__Instructions to follow__
Retype all data exactly as given. Pictures should not be retyped.

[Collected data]
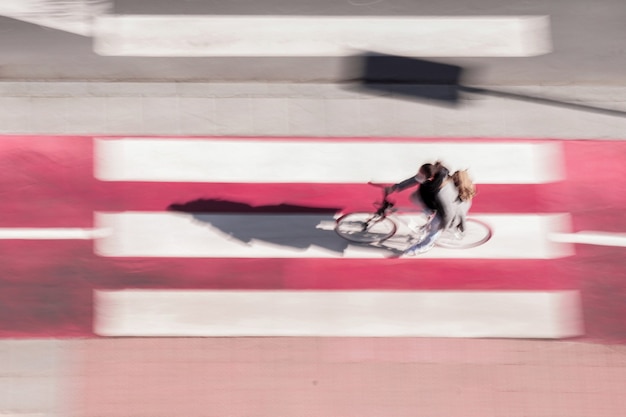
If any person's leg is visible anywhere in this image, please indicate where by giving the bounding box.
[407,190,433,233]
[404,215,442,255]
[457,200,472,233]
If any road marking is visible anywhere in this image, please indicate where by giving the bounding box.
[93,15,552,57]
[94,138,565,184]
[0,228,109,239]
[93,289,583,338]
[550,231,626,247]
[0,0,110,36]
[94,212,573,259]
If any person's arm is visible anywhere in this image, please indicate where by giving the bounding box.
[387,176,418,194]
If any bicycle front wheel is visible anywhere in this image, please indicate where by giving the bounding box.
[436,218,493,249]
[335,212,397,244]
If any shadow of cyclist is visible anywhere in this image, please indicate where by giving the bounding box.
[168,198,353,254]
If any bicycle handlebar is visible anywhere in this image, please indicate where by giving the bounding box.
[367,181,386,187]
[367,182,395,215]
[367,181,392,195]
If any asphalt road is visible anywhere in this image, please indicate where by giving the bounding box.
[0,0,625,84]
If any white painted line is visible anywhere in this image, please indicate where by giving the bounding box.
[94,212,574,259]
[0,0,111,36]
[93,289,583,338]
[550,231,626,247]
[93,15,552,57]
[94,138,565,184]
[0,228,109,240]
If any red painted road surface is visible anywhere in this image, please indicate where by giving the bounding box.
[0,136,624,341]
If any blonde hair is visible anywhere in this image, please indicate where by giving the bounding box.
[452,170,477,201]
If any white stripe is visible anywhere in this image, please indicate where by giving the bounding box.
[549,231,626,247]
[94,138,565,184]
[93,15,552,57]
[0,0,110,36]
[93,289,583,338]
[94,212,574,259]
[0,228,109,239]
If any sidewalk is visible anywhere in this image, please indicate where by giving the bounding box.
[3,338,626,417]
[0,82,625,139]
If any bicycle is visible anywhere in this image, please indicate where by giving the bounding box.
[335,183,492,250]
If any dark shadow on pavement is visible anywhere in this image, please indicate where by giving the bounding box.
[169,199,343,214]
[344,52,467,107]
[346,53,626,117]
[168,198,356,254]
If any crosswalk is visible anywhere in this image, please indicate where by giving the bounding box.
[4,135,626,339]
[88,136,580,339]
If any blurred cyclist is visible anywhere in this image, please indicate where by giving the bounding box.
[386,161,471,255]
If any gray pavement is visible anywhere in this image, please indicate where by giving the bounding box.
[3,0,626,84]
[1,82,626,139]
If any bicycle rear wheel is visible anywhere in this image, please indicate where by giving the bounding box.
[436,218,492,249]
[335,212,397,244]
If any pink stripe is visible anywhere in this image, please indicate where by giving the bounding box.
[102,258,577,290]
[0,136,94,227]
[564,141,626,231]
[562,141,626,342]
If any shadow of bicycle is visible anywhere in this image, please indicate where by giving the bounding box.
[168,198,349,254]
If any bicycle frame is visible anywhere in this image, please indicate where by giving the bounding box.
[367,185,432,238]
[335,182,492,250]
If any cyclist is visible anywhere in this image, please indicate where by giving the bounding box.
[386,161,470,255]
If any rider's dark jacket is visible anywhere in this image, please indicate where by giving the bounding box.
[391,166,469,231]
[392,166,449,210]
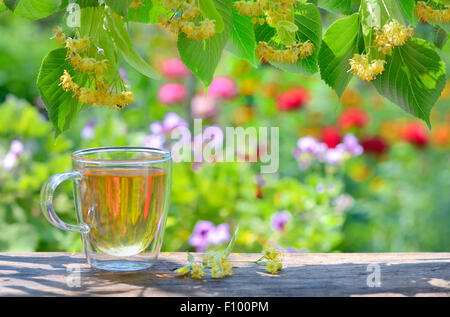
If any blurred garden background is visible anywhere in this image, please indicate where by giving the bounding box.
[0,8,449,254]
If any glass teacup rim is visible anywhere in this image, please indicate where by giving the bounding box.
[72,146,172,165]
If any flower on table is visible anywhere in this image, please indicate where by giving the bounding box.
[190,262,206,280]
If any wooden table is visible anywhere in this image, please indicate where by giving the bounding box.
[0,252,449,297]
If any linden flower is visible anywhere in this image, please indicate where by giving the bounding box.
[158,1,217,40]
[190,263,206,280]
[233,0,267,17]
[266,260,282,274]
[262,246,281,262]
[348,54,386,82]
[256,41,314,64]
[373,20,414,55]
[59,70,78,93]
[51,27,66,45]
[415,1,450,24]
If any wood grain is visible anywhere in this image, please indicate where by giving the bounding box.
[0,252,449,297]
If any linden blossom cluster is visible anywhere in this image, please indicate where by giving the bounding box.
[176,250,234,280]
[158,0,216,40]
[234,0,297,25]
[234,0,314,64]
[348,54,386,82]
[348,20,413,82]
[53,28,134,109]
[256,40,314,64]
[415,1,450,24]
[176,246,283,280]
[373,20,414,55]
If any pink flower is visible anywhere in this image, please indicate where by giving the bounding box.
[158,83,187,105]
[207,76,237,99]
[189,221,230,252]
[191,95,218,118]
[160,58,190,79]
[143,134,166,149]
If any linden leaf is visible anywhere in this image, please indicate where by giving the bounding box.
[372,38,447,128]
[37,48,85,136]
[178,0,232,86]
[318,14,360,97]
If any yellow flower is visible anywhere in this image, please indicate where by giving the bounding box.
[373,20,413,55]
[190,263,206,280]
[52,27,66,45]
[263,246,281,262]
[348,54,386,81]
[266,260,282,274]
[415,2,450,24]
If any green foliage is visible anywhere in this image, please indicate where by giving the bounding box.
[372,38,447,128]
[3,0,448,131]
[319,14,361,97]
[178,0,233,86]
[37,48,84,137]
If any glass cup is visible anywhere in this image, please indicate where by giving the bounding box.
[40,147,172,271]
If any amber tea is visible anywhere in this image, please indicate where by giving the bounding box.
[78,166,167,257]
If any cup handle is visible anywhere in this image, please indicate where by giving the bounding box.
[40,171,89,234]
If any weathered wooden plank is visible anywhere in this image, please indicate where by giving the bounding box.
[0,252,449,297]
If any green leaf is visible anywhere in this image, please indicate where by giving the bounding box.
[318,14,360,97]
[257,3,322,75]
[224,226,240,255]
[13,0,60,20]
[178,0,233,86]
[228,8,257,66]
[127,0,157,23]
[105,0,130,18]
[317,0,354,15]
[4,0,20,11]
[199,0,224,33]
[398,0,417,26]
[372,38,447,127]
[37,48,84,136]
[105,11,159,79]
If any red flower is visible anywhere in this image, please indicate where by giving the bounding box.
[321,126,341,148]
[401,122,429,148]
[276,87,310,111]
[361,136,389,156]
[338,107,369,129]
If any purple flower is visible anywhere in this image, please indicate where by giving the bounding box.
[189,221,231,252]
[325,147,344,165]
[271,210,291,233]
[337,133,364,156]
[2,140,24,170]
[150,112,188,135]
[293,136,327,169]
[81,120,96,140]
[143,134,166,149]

__Exercise result__
If any person's leg is visible anywhere in this image, please indicate where by giving the bounding box.
[407,190,433,233]
[404,215,442,255]
[457,200,472,233]
If any road marking is visible anywhere in this image, please indicate where by giving the bounding box.
[93,15,552,57]
[94,138,565,184]
[0,228,109,239]
[93,289,583,338]
[550,231,626,247]
[0,0,110,36]
[94,212,573,259]
If any person's arm is visible anywhere in this image, please indicate where by giving the bounding box.
[387,176,418,194]
If any bicycle front wheel is visible anywhere in this image, please indicate where by giving the bounding box.
[436,218,493,249]
[335,212,397,244]
If any shadow of cyclist is visible anywhere in this image, please indicate where by giving the bounding box.
[168,198,353,254]
If any bicycle handlebar is visible anywhere in this image, please indicate where by giving the bounding box.
[367,181,386,187]
[367,182,395,215]
[367,181,392,195]
If any asphalt road is visible anywhere in this image, please indicate where by giving the bounding box.
[0,0,625,84]
If any white painted line is visible anywhere in this image, please indicate where by giving the bounding box.
[94,212,574,259]
[0,0,111,36]
[93,289,583,338]
[550,231,626,247]
[93,15,552,57]
[94,138,565,184]
[0,228,109,240]
If any red painted road surface is visible anywhere in this image, please indicate where by giving the bounding box.
[0,136,624,341]
If any blonde hair is visible anywhere in this image, please indicate where by giving the bounding box.
[452,170,477,201]
If any white stripe is visible anywhere in this image, please indicate where by giving the bounding box.
[549,231,626,247]
[94,138,565,184]
[93,15,552,57]
[0,0,110,36]
[93,289,583,338]
[94,212,574,259]
[0,228,109,239]
If any sidewalk is visible anywhere in this image, please indicate where by giving the bounding box.
[3,338,626,417]
[0,82,625,139]
If any bicycle is visible anywhere in this image, please indicate where by giving the bounding box.
[335,183,492,250]
If any dark shadow on pavement is visible anywhere in this image, please indicate where by giving the bounding box.
[169,199,343,214]
[344,52,467,107]
[346,53,626,117]
[168,198,356,254]
If any crosswalk is visible anywhere in this image, please indicate where by giving the bounding box.
[4,135,626,339]
[88,136,580,339]
If any blurred cyclist is visible anywhere in this image, please indicate where by giving the bounding box.
[386,161,471,255]
If any gray pavement is visible anywhere in this image, please indicate where by giving the bounding box.
[3,0,626,84]
[1,82,626,139]
If any bicycle rear wheel is visible anywhere in this image, please indicate where by giving the bounding box.
[436,218,492,249]
[335,212,397,244]
If any pink stripe is visible anywhere in this image, please indicate where by giving the bounding box.
[102,258,577,290]
[0,136,94,227]
[564,141,626,231]
[562,141,626,342]
If any shadow of bicycle is visible anywhere in this image, please indicate where by giving the bounding box.
[168,198,349,254]
If any bicycle frame is visible anywhere in this image, please indicate where by giving the bounding box.
[367,185,432,238]
[335,182,492,250]
If any cyclist is visible anywhere in this image, please indicate where by giving the bounding box.
[386,161,470,255]
If any rider's dark jacket is visible anywhere in this image, please indicate where by giving the bounding box.
[391,166,469,231]
[392,166,449,210]
If any blurred garden background is visible anywhere in this image, please indicate where by giving the bounding box.
[0,8,449,254]
If any glass teacup rim is visible anywhere in this image, please indicate where by giving the bounding box.
[72,146,172,165]
If any flower on table is visible anywhere in this image, please indicate where by giving the bounding box.
[190,262,206,280]
If any wooden table is visible anywhere in this image, please indicate where by giving the bounding box.
[0,252,449,297]
If any linden flower is visible anywhere in this image, please indicate where by giving the bounding box.
[158,1,217,40]
[190,263,206,280]
[233,0,267,17]
[266,260,282,274]
[262,246,281,262]
[348,54,386,82]
[256,41,314,64]
[373,20,414,55]
[59,70,78,93]
[51,27,66,45]
[415,1,450,24]
If any wood grain is visible anywhere in this image, please indicate where by giving the bounding box.
[0,252,449,297]
If any linden blossom cluster is visible anywhere in this image, please indicate where by giving the bounding box.
[176,250,234,280]
[158,0,216,40]
[234,0,297,25]
[234,0,314,64]
[348,54,386,82]
[348,20,413,82]
[53,28,134,109]
[256,40,314,64]
[415,1,450,24]
[176,246,283,280]
[373,20,414,55]
If any pink flower is visible anywhere in this image, please indicate where by giving the bounding box.
[158,83,187,105]
[207,76,237,99]
[189,221,230,252]
[191,95,218,118]
[160,58,190,79]
[143,134,166,149]
If any linden leaf is visible anywhere in this image, please indicate where by giving the bounding box.
[372,38,447,128]
[37,48,85,136]
[178,0,232,86]
[318,14,360,97]
If any yellow flower is visible anywhere in this image, please indicate where by giving the bounding box.
[373,20,413,55]
[190,263,206,280]
[52,27,66,45]
[263,246,281,262]
[348,54,386,81]
[266,260,282,274]
[415,2,450,24]
If any green foliage is visible anywhere in this image, please indicate where by giving the bounding box.
[372,38,447,128]
[3,0,448,131]
[319,14,361,97]
[178,0,233,86]
[37,48,84,137]
If any glass cup is visible anywhere in this image, please indicate where by giving the bounding box.
[40,147,172,271]
If any amber tea is visible anywhere in this image, please indicate where by giving the bounding box.
[78,166,167,257]
If any cup handle is visible anywhere in this image, please indicate where by giving the bounding box.
[40,171,89,234]
If any weathered wooden plank is visible anywhere in this image, please indicate where by giving the bounding box.
[0,252,449,297]
If any green leaf is visible anywhere in this image, please indicate where by giving the bounding box.
[318,14,360,97]
[257,3,322,75]
[224,226,240,255]
[13,0,60,20]
[178,0,233,86]
[228,8,257,66]
[127,0,157,23]
[105,0,130,18]
[317,0,354,15]
[4,0,20,11]
[199,0,224,33]
[398,0,417,26]
[372,38,447,127]
[37,48,84,136]
[105,11,159,79]
If any red flower is visible anywhere in this image, please indicate where by giving the bounding box.
[321,126,341,148]
[401,122,429,148]
[276,87,310,111]
[361,136,389,156]
[338,107,369,129]
If any purple flower is visible anywhere in this image, please indicate where by giving the bounding box.
[189,221,231,252]
[325,147,344,165]
[271,210,291,233]
[337,133,364,156]
[2,140,24,170]
[150,112,188,135]
[293,136,327,169]
[81,120,96,140]
[143,134,166,149]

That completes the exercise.